### Reading text
In a 1976 message that Hugh Nibley said was “given the instant deep freeze” by the Latter-day Saints, President Spencer W. Kimball shared a sobering story to demonstrate the dangers of setting our hearts on the things of the world.
I am reminded of an article I read some years ago about a group of men who had gone to the jungles to capture monkeys. They tried a number of different things to catch the monkeys, including nets. But finding that the nets could injure such small creatures, they finally came upon an ingenious solution. They built a large number of small boxes, and in the top of each they bored a hole just large enough for a monkey to get his hand into. They then set these boxes out under the trees and in each one they put a nut that the monkeys were particularly fond of.
When the men left, the monkeys began to come down from the trees and examine the boxes. Finding that there were nuts to be had, they reached into the boxes to get them. But when a monkey would try to withdraw his hand with the nut, he could not get his hand out of the box because his little fist, with the nut inside, was now too large.
At about this time, the men would come out of the underbrush and converge on the monkeys. And here is the curious thing: When the monkeys saw the men coming, they would shriek and scramble about with the thought of escaping; but as easy as it would have been, they would not let go of the nut so that they could withdraw their hands from the boxes and thus escape. The men captured them easily.

### Exercise task
According to the monkey-trapping story, what did the men place inside each box?

### Collected material
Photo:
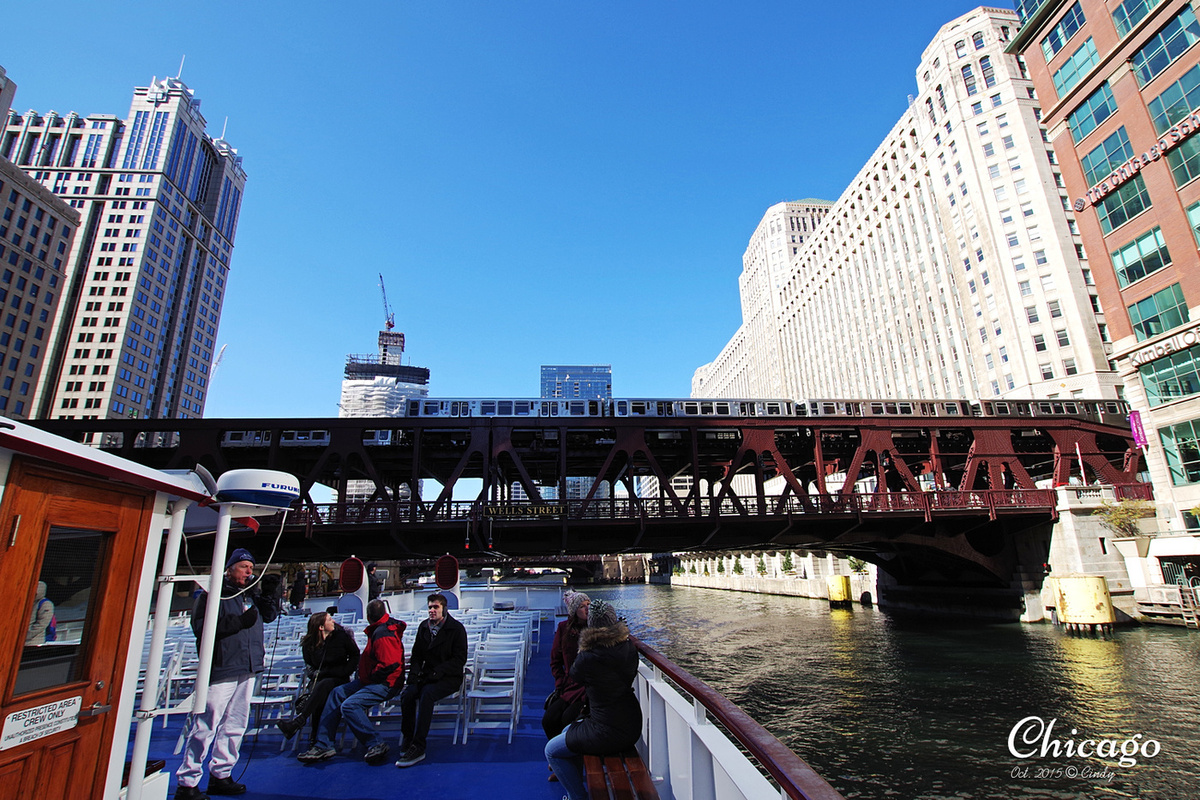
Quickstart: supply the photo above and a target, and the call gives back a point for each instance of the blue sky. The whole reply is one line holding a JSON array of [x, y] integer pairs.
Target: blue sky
[[539, 181]]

### Task answer
A nut that the monkeys were particularly fond of.